__Goal__
Rewrite everything from the line containing "the wooden chair" down to the end of the records, both ends included and requests kept. Give only those lines, with every coordinate in the answers multiplied by 0.9 and rounded to a whole number, halves rounded up.

-- START --

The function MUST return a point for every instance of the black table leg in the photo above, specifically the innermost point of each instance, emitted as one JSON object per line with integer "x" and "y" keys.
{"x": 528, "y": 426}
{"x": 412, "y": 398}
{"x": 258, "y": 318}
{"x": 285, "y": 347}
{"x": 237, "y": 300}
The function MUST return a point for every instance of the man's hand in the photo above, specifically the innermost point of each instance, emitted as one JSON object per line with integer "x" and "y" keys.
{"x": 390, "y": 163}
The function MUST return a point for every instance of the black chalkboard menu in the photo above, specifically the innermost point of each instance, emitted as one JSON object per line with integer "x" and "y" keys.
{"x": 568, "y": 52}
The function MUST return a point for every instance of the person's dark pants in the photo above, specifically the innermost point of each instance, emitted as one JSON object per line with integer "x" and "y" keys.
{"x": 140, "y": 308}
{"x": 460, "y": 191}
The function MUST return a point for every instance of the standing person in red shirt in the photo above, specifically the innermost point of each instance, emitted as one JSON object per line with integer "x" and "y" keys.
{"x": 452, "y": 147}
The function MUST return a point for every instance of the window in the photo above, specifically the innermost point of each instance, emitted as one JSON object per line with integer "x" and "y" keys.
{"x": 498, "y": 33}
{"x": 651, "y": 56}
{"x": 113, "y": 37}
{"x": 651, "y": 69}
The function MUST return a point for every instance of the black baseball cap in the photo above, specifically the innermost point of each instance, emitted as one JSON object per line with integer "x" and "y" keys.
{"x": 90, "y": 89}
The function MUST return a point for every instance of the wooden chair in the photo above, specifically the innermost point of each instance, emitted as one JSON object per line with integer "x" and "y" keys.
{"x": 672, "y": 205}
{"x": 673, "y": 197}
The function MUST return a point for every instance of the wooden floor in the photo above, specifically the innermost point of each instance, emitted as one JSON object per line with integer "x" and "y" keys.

-- END --

__Written solution__
The function MUST return a point for every instance of the wooden chair in the photo above, specifically the innermost point of each instance, emitted as one JSON object per line with integer "x" and "y" keys.
{"x": 605, "y": 185}
{"x": 606, "y": 177}
The function MUST return a point for every instance of the wooden floor in the photo above, specifically the innermost point of each instance, emitted as one JSON object per line with integer "x" and "y" keys.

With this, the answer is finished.